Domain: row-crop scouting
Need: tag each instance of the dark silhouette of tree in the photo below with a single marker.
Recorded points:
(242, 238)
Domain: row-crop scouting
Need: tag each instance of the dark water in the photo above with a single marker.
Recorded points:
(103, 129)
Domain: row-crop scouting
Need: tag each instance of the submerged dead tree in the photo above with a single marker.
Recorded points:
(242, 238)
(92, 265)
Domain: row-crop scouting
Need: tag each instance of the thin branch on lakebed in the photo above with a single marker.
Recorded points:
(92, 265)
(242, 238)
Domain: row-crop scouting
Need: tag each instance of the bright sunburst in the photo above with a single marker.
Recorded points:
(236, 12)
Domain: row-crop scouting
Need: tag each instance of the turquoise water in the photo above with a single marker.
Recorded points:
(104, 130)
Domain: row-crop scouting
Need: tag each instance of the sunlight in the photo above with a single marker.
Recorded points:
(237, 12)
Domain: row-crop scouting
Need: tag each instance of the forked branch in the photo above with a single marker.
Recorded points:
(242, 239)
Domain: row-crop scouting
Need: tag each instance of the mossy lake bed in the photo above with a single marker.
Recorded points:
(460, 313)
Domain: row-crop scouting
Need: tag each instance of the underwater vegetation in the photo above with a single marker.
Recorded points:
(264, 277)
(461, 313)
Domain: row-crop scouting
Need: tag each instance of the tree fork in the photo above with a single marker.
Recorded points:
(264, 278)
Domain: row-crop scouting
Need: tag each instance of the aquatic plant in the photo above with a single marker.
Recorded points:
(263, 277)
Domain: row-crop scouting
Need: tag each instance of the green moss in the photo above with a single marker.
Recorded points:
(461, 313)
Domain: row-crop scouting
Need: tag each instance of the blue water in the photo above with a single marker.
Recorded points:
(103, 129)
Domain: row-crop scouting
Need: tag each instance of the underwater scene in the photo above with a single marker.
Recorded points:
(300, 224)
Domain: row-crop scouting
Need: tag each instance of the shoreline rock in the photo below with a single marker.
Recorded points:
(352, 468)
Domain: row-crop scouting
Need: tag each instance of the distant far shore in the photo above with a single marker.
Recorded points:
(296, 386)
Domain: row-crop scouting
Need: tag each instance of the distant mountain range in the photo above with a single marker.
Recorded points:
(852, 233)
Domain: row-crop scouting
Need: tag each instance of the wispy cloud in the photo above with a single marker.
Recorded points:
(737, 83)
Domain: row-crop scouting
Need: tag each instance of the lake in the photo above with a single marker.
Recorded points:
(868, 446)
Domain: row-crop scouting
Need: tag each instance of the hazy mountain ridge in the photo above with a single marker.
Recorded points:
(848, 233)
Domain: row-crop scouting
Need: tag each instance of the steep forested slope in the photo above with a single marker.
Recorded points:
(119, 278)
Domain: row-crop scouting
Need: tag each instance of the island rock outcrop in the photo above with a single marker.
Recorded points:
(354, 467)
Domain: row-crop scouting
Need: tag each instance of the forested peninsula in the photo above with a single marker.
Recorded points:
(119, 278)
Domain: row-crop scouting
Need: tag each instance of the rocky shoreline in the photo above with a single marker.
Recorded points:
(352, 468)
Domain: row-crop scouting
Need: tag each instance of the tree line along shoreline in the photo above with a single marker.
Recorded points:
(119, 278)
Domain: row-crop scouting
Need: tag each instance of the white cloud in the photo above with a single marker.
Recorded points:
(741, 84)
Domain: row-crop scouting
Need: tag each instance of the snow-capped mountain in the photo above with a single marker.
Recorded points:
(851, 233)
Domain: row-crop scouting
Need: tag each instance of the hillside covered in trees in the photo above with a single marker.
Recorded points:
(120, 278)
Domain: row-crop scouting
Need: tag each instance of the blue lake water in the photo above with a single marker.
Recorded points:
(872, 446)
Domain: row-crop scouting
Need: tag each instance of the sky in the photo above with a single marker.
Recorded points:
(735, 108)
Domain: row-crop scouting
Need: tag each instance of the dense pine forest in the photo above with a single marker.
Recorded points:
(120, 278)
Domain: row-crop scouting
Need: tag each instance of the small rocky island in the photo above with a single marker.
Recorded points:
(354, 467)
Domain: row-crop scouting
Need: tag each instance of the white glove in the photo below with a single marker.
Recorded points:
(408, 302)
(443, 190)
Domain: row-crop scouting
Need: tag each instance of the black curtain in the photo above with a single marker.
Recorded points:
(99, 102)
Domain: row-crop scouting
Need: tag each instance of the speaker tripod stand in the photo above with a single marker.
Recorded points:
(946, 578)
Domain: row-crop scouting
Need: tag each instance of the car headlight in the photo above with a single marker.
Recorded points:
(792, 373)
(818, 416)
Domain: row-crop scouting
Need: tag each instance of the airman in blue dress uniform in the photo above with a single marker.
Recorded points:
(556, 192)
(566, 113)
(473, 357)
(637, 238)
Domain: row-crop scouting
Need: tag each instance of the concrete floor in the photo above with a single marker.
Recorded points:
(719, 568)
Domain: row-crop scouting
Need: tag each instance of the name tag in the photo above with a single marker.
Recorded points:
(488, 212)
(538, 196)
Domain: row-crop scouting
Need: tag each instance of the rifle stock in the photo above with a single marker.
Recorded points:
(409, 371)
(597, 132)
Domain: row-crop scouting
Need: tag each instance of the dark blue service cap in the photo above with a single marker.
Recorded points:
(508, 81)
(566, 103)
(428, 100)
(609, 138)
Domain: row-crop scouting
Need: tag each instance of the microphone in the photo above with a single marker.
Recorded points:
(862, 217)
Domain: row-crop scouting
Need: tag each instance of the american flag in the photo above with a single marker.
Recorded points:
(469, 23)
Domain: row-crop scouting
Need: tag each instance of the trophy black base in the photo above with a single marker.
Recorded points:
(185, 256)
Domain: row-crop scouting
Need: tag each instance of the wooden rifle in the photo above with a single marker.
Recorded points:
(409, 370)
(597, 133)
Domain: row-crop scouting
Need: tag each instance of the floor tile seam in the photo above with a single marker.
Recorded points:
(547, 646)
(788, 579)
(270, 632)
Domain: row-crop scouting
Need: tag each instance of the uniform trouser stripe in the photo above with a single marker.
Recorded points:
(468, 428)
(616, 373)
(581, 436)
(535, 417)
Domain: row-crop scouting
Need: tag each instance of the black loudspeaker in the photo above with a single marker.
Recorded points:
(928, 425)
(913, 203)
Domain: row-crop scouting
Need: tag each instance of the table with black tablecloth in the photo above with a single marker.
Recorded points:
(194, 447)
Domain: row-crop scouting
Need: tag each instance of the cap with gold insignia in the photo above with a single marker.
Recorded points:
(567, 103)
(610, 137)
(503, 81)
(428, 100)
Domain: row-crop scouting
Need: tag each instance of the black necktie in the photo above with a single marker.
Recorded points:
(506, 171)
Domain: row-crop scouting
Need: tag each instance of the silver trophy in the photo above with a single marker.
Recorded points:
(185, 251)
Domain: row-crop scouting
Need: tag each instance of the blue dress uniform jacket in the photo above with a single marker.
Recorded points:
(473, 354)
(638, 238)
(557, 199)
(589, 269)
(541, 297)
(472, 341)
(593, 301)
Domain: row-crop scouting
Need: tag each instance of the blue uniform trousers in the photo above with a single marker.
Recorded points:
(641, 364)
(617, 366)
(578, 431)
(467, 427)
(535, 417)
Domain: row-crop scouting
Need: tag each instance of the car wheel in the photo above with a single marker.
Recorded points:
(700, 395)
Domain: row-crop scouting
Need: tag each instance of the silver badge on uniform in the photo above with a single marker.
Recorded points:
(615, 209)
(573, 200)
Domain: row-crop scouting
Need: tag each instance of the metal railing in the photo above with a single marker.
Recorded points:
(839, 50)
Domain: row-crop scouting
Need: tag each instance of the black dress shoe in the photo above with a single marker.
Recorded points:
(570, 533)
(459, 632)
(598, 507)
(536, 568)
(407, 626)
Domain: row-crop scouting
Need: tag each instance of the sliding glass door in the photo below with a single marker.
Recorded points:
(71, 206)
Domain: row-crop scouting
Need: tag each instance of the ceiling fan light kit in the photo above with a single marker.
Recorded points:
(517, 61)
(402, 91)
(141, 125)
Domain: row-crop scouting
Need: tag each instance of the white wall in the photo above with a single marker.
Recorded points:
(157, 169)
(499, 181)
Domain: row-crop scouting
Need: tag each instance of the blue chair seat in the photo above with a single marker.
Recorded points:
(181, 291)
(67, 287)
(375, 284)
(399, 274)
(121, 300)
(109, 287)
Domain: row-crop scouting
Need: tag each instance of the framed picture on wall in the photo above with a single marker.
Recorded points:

To do –
Out of the preceding entries, pull every line containing the string "rifle".

Solution for this problem –
Need: tag each instance of the rifle stock in the photo above with a single marker.
Need: tag each instance of the wooden rifle in the photo above with a single marker.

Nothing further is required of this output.